PROBLEM REQUIREMENTS =>
The data below should be transcribed in full, with no picture included.

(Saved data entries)
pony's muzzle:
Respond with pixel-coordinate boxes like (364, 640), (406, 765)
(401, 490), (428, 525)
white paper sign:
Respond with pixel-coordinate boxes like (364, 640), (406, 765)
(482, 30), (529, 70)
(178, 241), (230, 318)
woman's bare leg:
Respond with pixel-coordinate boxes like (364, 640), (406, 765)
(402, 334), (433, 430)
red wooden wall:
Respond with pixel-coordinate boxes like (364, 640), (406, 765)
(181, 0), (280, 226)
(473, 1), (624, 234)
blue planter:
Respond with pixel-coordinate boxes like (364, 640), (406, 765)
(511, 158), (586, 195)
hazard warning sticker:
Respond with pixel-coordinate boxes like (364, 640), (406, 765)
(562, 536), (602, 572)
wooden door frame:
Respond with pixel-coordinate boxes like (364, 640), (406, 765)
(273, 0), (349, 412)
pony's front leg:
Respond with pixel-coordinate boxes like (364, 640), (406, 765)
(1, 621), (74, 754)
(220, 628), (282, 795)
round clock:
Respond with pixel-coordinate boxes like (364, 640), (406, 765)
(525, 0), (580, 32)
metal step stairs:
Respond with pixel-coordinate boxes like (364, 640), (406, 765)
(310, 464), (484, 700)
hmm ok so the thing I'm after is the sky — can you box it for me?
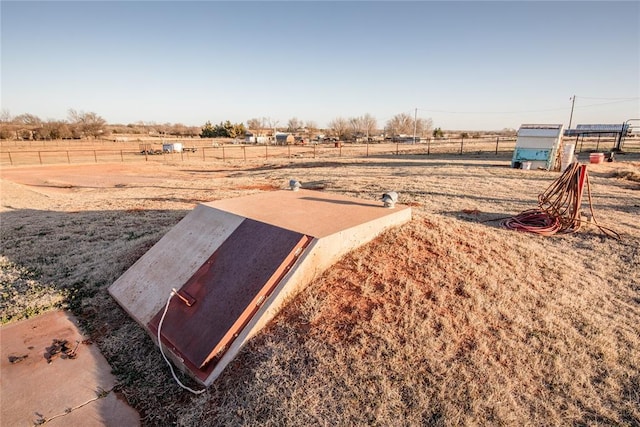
[1,1,639,131]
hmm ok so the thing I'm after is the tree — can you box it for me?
[247,117,265,136]
[170,123,188,137]
[349,116,363,140]
[0,109,10,123]
[361,113,377,141]
[417,117,434,137]
[305,120,318,140]
[203,120,246,138]
[14,113,42,127]
[328,117,350,140]
[230,122,246,138]
[67,109,106,138]
[212,122,230,138]
[0,110,14,139]
[266,117,279,135]
[200,121,215,138]
[386,113,413,136]
[157,122,172,137]
[14,113,43,140]
[386,113,433,139]
[41,120,72,140]
[287,117,302,133]
[83,112,107,138]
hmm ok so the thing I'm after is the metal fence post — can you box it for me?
[94,150,98,163]
[460,137,464,155]
[67,151,70,163]
[8,151,12,165]
[38,151,42,165]
[495,137,499,155]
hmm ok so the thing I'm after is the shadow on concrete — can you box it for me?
[300,196,375,207]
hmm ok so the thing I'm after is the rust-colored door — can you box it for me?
[148,218,310,372]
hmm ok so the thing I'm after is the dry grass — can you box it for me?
[211,214,639,426]
[607,162,640,183]
[1,152,639,426]
[0,256,66,322]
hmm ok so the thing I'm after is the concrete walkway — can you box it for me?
[1,310,140,426]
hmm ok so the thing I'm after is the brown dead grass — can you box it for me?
[610,167,640,183]
[1,153,639,426]
[208,212,639,426]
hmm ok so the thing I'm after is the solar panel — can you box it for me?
[575,124,626,132]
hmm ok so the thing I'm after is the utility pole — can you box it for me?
[413,108,418,144]
[568,95,576,130]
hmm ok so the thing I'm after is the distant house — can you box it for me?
[245,132,270,144]
[275,132,295,145]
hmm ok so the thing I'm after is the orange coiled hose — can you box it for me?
[503,162,620,239]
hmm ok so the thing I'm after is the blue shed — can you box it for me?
[511,124,564,170]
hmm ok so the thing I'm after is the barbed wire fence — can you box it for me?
[1,136,638,167]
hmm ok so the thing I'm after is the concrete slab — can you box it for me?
[204,189,407,238]
[109,189,411,385]
[0,310,140,427]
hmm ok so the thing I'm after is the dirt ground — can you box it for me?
[1,152,639,425]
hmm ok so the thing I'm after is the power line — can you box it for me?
[575,99,640,109]
[417,106,568,115]
[416,98,637,115]
[575,96,639,100]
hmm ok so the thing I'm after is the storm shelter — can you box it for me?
[109,189,411,385]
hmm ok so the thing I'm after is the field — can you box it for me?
[1,146,639,426]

OUTPUT BELOW =>
pony's muzzle:
Respond with pixel-coordinate boxes like (364, 640), (406, 765)
(401, 490), (428, 525)
white paper sign:
Respond with pixel-coordinate boxes like (364, 640), (406, 765)
(482, 30), (529, 70)
(178, 241), (230, 318)
woman's bare leg:
Respond with pixel-coordinate boxes like (364, 640), (406, 765)
(402, 334), (433, 430)
red wooden wall:
Respond with pixel-coordinate boxes like (364, 640), (406, 765)
(181, 0), (280, 226)
(473, 1), (624, 234)
blue planter:
Respond with pixel-coordinate boxes like (364, 640), (406, 765)
(511, 158), (586, 195)
hazard warning sticker:
Respond with pixel-coordinate boxes like (364, 640), (406, 765)
(562, 536), (602, 572)
wooden door frame:
Respond with pixel-coordinate boxes like (364, 640), (406, 765)
(273, 0), (349, 412)
pony's front leg:
Respond with pixel-coordinate boxes like (364, 640), (406, 765)
(1, 621), (74, 754)
(220, 628), (282, 795)
round clock:
Respond with pixel-coordinate boxes like (364, 640), (406, 765)
(525, 0), (580, 32)
metal step stairs:
Respond with pixel-coordinate boxes like (364, 640), (406, 765)
(310, 464), (484, 700)
hmm ok so the thing I'm after is the sky — can you box it for me?
[1,1,639,131]
hmm ok so the thing I'm after is the tree — can you box it for me?
[247,117,265,136]
[170,123,188,137]
[349,116,363,140]
[0,109,10,123]
[361,113,377,141]
[417,117,434,137]
[305,120,318,140]
[203,120,246,138]
[14,113,42,127]
[328,117,350,140]
[230,122,246,138]
[67,109,106,138]
[212,122,230,138]
[0,110,14,139]
[266,117,279,135]
[200,121,215,138]
[386,113,413,136]
[157,122,172,137]
[14,113,43,140]
[386,113,433,139]
[41,120,72,140]
[287,117,302,133]
[83,112,107,138]
hmm ok so the thing I'm after is the metal fence post — can you box it for me?
[94,150,98,163]
[460,137,464,155]
[67,151,70,163]
[8,151,12,165]
[38,151,42,165]
[495,137,499,155]
hmm ok so the thing I'm after is the shadow on concrete — can you box it for me?
[300,196,375,207]
hmm ok so the thing I'm after is the rust-colored door — can you box it for me?
[148,218,310,372]
hmm ok so the thing I'm after is the dry grass — can you box it for me?
[211,214,639,426]
[607,162,640,183]
[1,152,639,426]
[0,256,66,322]
hmm ok so the thing I'm after is the concrete walkway — can you box it for me?
[1,310,140,426]
hmm ok so the thing I'm after is the brown dead grass — can you box it for me?
[610,167,640,183]
[1,153,639,426]
[208,212,639,426]
hmm ok so the thing I'm after is the solar panel — can you box it for me?
[575,124,626,132]
hmm ok so the thing I'm after is the utility pole — can you box it for me?
[413,108,418,144]
[568,95,576,130]
hmm ok so the thing I'm after is the distant house — can you box it for me?
[245,132,270,144]
[275,132,295,145]
hmm ok so the thing I'm after is the orange coiled hose — can you box it for me?
[503,162,620,239]
hmm ok so the thing I'm after is the blue shed — can you box it for me?
[511,124,564,170]
hmm ok so the thing I'm after is the barbed wire fence — can you box it for me?
[1,136,638,167]
hmm ok so the thing I'm after is the concrete slab — can you box it for me?
[204,189,407,238]
[109,189,411,385]
[0,310,140,427]
hmm ok so the thing I'm after is the dirt ground — can you box it for me?
[1,152,639,425]
hmm ok so the thing I'm after is the power line — can you box it for me?
[575,99,640,109]
[417,106,568,115]
[416,98,637,115]
[575,96,639,100]
hmm ok so the thing I'm after is the storm shelter — can you box it for me?
[109,189,411,385]
hmm ok so the thing I'm after is the field — can you box it for me?
[1,146,639,426]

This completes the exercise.